## Begin

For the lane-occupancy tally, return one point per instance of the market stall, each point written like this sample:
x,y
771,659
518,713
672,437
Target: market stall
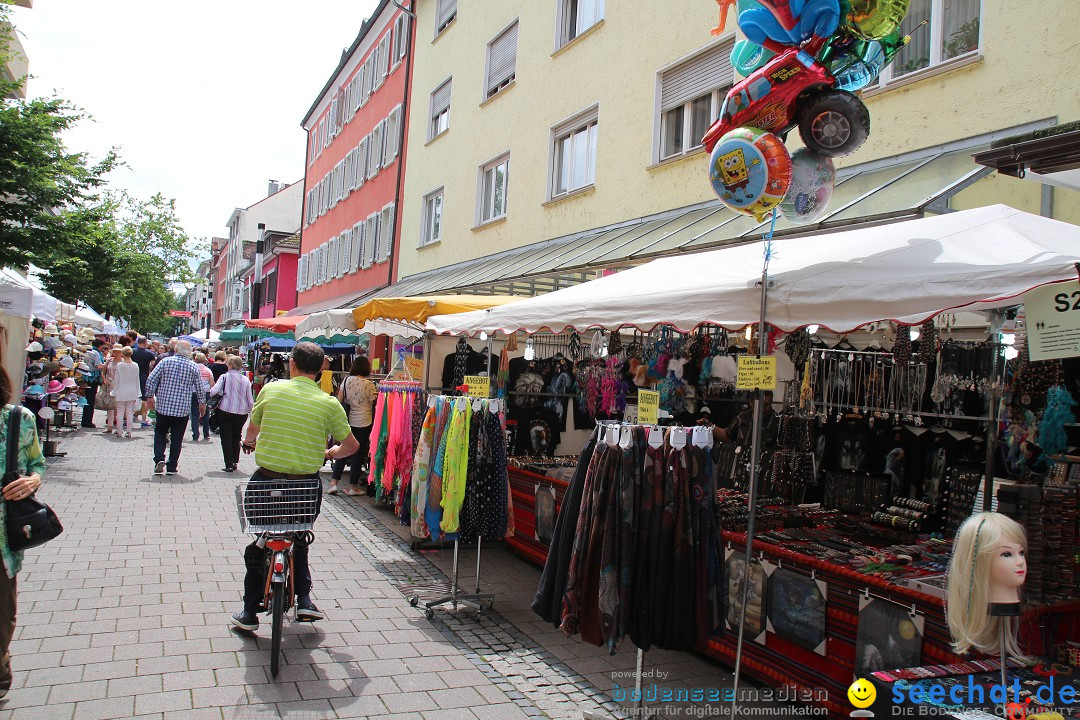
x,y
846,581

## End
## Begin

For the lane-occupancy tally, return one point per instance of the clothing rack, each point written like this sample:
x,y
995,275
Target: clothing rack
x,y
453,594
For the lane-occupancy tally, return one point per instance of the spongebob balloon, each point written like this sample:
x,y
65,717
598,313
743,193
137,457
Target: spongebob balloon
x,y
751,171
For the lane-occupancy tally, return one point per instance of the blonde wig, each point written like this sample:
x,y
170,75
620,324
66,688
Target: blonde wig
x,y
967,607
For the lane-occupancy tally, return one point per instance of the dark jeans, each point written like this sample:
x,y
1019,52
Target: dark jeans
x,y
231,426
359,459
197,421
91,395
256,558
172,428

## End
## Begin

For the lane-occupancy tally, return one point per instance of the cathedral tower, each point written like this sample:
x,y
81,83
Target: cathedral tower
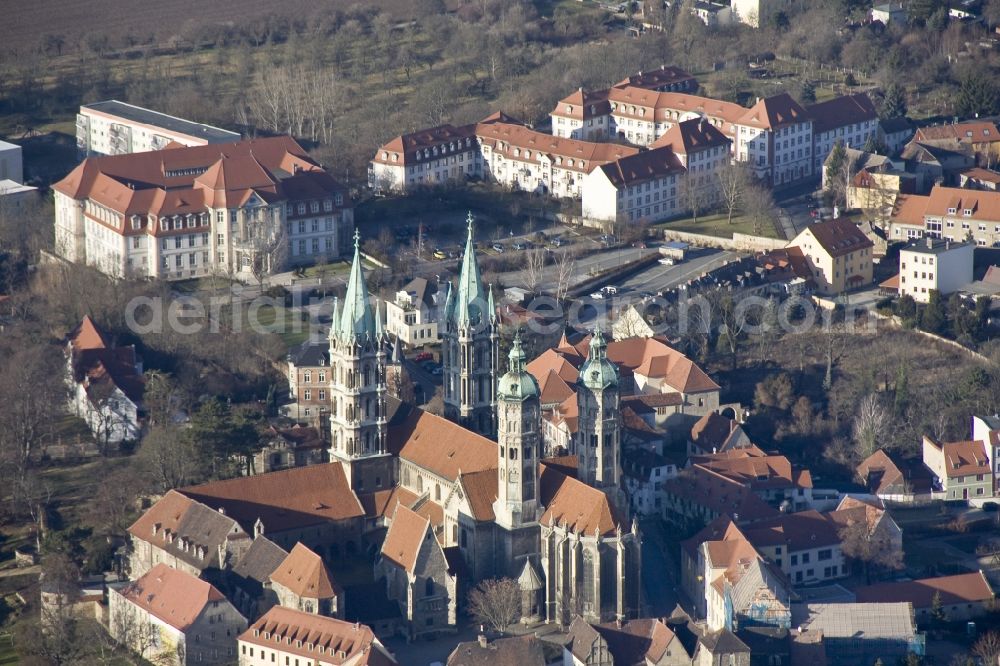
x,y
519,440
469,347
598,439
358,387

## End

- _PROBLEM DETAILS_: Collect each line above that contains the word "spongebob", and copy every such line in full.

- _WRITTEN ANSWER_:
For the lane-occupancy tally, return one point per instance of the spongebob balloon, each point written like this sample:
Target: spongebob balloon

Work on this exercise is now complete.